── PASSAGE TO READ

Again, for viewers at home, there was some creative sound-editing going on, because it turns out that while I was just happy that tonight’s guest was someone I’d heard of, my fellow inmates were less pleased. Chris, of course, was fuming that he had driven halfway across Los Angeles in order to breathe the same air as the arch-fiend, but he was not alone in his disappointment. The words “Reese Witherspoon” and “tomorrow” elicited a collective groan from the crowd: instead an evening swooning over the sweet nothings uttered by America’s Sweetheart® we were getting an evening of thinly-veiled digs about our lifestyle choices from America’s Sanctimonious Uncle®.
Zipping right along, Ritcher was allowed to grace the stage with Conan for a “In the Year 3000” segment, in which I noticed that what few funny lines there were went to the host: Ritcher strained mightily, but failed to make funny a joke about baseball player Sammy Sosa bleaching his skin to join NASCAR. It occurred to me that if it is the writers who are coming up with all this stuff anyway, would it kill them to share out the few scraps of humour they generate, instead of sacrificing their entire harvest to the insatiable maw of Conan as if appeasing some jealous god? The man’s the host after all, he doesn’t need to APPLAUSE! APPLAUSE! APPLAUSE!… and we’re back to commercial: the band is playing a salsa version of “Stay in your seats and no one gets hurt.” Ritcher has been banished back to his lemonade stand in the corner and APPLAUSE! APPLAUSE! APPLAUSE! We’re back, as Conan introduces Al Gore.
APPLAUSE! APPLAUSE! APPLAUSE! Us marionettes rise on our strings to give Gore a standing ovation, apparently for navigating the distance between the studio’s stage and Conan’s couch without being blocked by the Supreme Court. The elephant in the room (yes, that was a clever reference to the Republican Party logo. No need to congratulate me for my cleverness – I’ve got it covered) was sitting on his hands, his eyes shooting daggers at the stage.
The interview was a strange experience. I’d seen late night talk shows before, so I wasn’t expecting a Frost/Nixon-type interrogation. Nontheless, something about seeing it in person made me contrast it with how I conduct my interviews: a question, listen to the response, a follow-up question, maybe a clarification, then on to the next topic.
After the initial queries about Gore’s Nobel Prize win, Conan brought up the book the former VP was on the show to promote. There’s a children’s version – Conan says he hasn’t read it, then goes on a tangent about scaring his kids with predictions of climate doom. Gore makes polite noises about the youth of today solving the problems of tomorrow – I steal a glance at Chris, who is clenching his fists. No matter - Conan’s now on to geothermal power… Gore says there’s enough to power the US for 35,000 years – what? How? What happens after that? Do we run out of Earth? – no matter! Conan’s off windmills killing birds, largely as excuse to show funny looking graph in Gore’s books. The graph is duly laughed at by everyone – I look at Chris, who doesn’t want to do anything positive Gore-related, but would like to believe he’s being ridiculed. So he splits the difference, and rather than laugh, he smirks, angrily.

────
── DATA SUPPLIED

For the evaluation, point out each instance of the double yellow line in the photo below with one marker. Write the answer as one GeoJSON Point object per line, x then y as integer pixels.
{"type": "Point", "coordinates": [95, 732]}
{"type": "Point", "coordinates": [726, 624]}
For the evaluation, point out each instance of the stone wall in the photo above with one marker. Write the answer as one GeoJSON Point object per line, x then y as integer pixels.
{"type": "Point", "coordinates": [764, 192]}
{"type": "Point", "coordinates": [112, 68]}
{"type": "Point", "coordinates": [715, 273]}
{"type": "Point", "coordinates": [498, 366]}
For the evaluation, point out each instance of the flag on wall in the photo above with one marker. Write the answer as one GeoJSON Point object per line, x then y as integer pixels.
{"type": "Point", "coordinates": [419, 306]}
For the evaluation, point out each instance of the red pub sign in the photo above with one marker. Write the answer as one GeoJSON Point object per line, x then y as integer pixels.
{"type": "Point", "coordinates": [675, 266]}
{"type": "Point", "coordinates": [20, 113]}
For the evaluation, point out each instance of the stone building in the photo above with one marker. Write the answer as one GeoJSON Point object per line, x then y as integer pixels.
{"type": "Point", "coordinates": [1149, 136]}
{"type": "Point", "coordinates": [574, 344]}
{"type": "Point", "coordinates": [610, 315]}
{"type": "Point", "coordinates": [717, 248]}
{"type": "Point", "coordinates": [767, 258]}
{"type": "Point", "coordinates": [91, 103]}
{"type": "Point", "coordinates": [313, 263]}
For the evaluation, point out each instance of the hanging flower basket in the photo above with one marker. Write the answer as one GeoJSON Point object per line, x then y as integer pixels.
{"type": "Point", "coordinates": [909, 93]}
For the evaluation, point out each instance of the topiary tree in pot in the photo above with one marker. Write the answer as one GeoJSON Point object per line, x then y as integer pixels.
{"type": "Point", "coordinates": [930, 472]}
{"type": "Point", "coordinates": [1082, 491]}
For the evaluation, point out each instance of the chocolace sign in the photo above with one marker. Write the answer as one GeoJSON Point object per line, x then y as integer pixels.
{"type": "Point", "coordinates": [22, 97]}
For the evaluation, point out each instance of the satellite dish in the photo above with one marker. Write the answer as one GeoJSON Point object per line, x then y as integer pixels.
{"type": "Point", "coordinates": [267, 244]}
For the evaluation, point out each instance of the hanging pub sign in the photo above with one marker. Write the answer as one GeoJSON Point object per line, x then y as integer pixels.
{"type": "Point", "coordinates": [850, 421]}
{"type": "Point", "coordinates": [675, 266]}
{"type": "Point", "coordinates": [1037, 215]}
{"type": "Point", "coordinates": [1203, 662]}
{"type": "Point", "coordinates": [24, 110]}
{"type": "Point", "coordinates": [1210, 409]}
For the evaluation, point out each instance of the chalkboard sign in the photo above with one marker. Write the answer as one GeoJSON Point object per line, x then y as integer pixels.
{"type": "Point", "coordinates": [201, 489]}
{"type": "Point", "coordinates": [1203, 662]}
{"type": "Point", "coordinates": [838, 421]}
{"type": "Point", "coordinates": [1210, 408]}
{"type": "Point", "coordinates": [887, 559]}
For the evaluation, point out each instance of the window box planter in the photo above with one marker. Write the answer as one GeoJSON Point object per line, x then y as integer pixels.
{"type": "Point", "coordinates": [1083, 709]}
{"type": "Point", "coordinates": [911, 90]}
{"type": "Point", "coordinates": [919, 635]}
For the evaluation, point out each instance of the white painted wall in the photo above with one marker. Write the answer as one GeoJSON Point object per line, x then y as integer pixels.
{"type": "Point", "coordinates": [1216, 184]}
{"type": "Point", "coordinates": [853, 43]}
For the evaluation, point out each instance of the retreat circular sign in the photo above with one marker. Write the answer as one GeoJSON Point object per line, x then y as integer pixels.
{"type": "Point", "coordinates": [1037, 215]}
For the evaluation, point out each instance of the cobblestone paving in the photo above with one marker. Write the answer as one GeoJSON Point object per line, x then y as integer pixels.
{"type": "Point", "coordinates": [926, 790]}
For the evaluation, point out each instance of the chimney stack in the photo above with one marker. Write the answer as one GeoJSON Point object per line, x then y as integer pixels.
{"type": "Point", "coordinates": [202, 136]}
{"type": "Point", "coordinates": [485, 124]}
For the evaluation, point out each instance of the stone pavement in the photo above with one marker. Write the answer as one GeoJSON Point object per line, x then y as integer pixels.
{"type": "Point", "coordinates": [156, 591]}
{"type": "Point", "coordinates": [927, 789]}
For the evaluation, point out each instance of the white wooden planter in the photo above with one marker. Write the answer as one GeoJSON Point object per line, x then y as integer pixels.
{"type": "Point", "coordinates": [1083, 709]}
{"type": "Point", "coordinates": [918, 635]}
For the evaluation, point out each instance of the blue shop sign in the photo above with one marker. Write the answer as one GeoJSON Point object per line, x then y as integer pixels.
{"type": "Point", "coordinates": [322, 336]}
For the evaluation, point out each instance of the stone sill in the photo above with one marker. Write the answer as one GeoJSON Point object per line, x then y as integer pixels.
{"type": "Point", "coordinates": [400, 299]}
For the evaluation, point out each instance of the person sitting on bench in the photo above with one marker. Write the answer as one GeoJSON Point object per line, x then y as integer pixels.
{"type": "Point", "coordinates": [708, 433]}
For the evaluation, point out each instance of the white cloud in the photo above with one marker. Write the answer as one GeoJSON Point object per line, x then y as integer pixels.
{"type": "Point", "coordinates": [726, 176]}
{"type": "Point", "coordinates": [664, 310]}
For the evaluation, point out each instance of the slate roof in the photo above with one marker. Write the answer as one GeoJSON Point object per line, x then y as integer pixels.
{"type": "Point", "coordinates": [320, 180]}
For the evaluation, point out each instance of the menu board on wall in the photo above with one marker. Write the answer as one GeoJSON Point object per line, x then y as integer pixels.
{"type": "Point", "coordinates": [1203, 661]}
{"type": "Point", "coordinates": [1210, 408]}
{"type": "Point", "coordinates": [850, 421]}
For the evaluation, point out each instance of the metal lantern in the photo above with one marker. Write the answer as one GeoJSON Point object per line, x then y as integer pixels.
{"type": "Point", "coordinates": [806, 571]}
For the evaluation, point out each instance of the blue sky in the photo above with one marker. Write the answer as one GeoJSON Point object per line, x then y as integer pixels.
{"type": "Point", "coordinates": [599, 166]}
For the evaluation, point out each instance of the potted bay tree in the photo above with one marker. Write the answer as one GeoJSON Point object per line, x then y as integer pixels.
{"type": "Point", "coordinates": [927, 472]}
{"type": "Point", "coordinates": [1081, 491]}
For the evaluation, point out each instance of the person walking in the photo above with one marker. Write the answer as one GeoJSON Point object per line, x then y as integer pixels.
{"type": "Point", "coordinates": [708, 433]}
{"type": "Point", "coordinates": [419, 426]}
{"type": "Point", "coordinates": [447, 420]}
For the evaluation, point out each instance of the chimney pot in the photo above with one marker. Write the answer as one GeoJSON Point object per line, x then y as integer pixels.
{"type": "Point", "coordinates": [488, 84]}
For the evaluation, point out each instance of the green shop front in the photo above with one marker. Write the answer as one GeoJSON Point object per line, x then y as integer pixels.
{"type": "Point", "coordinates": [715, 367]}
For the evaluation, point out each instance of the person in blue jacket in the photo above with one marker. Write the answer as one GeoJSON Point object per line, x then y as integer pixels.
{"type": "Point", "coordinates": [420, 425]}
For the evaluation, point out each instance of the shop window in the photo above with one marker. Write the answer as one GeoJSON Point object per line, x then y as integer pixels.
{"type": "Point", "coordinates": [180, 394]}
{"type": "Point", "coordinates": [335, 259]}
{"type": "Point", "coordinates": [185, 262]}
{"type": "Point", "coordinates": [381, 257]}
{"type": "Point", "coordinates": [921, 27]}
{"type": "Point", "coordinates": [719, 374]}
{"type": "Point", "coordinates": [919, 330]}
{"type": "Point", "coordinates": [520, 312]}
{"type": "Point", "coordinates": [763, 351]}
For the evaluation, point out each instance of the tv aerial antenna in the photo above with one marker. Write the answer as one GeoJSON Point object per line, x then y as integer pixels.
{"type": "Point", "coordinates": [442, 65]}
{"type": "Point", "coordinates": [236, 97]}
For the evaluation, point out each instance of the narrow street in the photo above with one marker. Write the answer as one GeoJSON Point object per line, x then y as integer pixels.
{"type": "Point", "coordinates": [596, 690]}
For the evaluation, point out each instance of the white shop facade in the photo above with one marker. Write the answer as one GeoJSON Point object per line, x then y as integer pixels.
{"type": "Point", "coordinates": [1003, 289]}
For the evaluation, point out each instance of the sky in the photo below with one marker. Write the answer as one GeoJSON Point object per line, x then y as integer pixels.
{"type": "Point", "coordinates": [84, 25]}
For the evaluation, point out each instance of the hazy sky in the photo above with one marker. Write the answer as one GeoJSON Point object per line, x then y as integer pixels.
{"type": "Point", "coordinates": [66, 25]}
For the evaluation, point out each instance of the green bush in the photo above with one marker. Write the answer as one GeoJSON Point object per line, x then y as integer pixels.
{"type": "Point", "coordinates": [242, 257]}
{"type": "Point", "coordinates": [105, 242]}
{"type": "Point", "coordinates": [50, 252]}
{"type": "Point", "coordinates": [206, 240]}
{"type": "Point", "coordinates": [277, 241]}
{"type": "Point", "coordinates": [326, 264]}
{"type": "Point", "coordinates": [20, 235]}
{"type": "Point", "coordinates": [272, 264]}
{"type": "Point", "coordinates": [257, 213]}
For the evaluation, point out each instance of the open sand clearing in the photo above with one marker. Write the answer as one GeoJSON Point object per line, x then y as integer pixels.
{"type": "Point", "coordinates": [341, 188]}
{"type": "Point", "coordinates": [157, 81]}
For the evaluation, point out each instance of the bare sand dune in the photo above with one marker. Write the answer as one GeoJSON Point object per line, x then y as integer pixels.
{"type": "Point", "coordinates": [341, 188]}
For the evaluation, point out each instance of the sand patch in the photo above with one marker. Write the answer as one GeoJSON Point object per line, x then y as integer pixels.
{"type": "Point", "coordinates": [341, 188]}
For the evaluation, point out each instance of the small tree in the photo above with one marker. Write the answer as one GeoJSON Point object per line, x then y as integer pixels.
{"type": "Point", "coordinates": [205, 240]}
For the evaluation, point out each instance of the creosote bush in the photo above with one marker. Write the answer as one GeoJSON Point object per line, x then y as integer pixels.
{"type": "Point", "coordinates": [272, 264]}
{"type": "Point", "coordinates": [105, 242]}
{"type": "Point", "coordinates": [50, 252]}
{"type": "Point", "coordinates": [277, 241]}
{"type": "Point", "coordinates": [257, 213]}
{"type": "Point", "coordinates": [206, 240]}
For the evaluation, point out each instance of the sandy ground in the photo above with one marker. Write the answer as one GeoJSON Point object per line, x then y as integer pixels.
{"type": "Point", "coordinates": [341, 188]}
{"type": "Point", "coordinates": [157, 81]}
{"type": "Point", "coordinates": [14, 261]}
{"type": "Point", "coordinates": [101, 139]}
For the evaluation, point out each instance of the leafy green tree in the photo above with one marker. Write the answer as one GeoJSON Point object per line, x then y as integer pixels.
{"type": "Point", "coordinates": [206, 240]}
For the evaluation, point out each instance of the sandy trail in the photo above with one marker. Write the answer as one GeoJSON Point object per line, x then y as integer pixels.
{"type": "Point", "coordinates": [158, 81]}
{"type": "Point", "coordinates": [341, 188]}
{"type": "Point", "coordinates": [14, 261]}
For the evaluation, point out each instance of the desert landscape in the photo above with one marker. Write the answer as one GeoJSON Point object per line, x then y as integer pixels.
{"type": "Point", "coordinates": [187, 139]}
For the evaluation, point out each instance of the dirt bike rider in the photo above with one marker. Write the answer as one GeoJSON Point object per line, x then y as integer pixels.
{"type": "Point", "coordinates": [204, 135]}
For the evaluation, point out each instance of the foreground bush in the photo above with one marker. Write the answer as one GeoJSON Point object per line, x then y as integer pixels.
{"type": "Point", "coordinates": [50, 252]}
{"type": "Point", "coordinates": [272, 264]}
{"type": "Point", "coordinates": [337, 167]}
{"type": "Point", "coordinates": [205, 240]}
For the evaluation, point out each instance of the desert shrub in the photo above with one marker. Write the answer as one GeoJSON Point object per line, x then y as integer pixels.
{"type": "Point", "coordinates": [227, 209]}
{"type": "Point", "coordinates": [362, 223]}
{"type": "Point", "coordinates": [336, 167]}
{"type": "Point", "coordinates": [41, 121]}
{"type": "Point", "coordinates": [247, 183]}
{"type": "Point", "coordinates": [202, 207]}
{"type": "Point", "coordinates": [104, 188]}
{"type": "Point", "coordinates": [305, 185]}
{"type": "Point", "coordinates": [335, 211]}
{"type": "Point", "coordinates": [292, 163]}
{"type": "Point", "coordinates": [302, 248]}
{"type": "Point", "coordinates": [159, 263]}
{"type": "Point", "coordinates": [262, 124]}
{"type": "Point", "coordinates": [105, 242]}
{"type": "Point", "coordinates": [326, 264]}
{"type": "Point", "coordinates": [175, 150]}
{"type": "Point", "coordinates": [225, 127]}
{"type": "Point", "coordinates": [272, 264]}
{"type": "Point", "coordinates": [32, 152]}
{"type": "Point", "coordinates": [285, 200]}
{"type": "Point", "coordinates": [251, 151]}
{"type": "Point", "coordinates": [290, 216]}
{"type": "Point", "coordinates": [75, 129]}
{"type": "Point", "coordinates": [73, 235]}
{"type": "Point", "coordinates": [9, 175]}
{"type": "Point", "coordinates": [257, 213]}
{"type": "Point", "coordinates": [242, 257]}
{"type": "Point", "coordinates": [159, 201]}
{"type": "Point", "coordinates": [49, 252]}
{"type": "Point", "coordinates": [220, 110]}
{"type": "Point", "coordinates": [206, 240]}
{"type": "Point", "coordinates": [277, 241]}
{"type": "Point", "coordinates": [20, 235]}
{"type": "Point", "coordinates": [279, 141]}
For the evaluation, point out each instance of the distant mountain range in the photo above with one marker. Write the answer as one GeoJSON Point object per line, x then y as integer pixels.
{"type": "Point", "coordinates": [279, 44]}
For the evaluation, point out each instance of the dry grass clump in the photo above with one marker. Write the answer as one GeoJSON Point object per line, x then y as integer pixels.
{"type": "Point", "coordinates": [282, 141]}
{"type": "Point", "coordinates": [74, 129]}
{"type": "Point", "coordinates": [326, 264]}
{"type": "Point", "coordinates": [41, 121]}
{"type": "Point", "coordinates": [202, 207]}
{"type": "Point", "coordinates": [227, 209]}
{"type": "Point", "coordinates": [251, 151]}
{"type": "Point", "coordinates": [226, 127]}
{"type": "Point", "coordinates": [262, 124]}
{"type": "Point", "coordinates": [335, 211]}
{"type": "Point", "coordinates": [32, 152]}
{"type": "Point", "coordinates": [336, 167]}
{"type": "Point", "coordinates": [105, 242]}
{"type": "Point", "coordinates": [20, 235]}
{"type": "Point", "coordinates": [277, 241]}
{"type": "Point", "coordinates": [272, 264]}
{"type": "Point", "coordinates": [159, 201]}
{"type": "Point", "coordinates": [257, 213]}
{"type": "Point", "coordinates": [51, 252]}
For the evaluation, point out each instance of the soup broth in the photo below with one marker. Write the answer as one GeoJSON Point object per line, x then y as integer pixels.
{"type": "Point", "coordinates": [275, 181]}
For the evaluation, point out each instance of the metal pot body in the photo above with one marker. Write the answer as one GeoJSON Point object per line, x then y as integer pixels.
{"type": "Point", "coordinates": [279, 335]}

────

> PROBLEMS TO SOLVE:
#1 In the account of the Al Gore taping of Conan's show, begin at the words "The interview was" and stop after "the next topic.", then reproduce that section word for word.
#2 Carry on the account of the Al Gore taping of Conan's show from its final sentence onward.

> OUTPUTS BY TASK:
#1
The interview was a strange experience. I’d seen late night talk shows before, so I wasn’t expecting a Frost/Nixon-type interrogation. Nontheless, something about seeing it in person made me contrast it with how I conduct my interviews: a question, listen to the response, a follow-up question, maybe a clarification, then on to the next topic.

#2
The graph purported to show windmills were not – as some opponents claim – as much a threat to ornithological life as your average housecat or tall building. “It’s not a real problem” asserted Gore confidently. “Wait” thought I, “Windmills are usually located in different ecological zones than housecats or skyscrapers – we can spare a few million pigeons, after all, but not so many whooping cranes.” No matter! Conan’s off to Afghanistan now – should we invade them for their geothermal stores when we run out in a few millennia? No, it’s something about Obama’s current choice, and Gore’s diplomatically saying he wished Johnson (wink wink) had figured out an exit strategy when he went into to Vietnam (wink wink) all those years ago. Chris’s wife is restraining her beau with a whiteknuckled grip, as his face turns purple from the effort of not screaming “Liar” when Gore suggested that perhaps the presence of American soldiers might be resented by the freedom-craving citizens of Central Asia, and it’s the most beautiful thing I’ve ever seen.
APPLAUSE! APPLAUSE! APPLAUSE! We’re done with Gore, and now on to our next guest – some dude from a sitcom I don’t watch. He’s amusing, but he’s clearly terrified of by the juxtaposition of Conan’s idiot smile and his pitiless stare, as he’s squirming like a five year old with a bladder disorder. They pretend to joke about Star Wars, and then the guest (Jim Parsons) oh-so-casually mentions he used to do a commercial where he had to pretend he was raised by wolves and oh what a coincidence we happen to have that commercial right here says Conan. They ran the commercial, which featured Parsons pretending to nurse at a wolf’s teat. The APPLAUSE! APPLAUSE! APPLAUSE! sign made its demands above me, but by now I couldn’t be bothered. I was wrung out, wearied by the sham. We in the audience were clearly key to the feeling of spontaneity a show like this required. But couldn’t they give us a little credit? Did they seriously believe that we didn’t know this was discussed and possibly rehearsed ahead of time? Stop lying to me, Conan!
“Well, we’ll have to have you back, you’re so much fun to talk to,” said Conan to his horrified guest and APPLAUSE! APPLAUSE! APPLAUSE! we’re off to commercial.
Now, despite having just said how much he enjoyed talking to his guest, during the intermission, while we waited for the musical act to set up, Conan – despite sitting right next to Parsons – did not say a word to him. That menial task he left to Ritcher. Instead, he got up, wandered to the front of the stage, surveyed the huddled masses arrayed before him with a sociopathic blank expression, wandered back behind his desk, and stood for three minutes next to the apparently animated chat his supposedly buddy-buddy sidekick and “so interesting” guest were having, while making no effort to participate or even feign interest.
Observing this strange non-interaction, I was inclined to chalk it up to our host’s focus: he was clearly psyching himself up for the last part of the show, preparing his lines and delivery in his APPLAUSE! APPLAUSE! APPLAUSE! and we’re back!
“Ladies and gentlemen… Jason Mraz, the Tonight Show band, and the San Diego Gospel Choir!”
That was it. So, apparently, not psyching himself up so much as being a bit of a jerk. But no matter, we had the musical guest to endure! APPLAUSE! APPLAUSE! APPLAUSE!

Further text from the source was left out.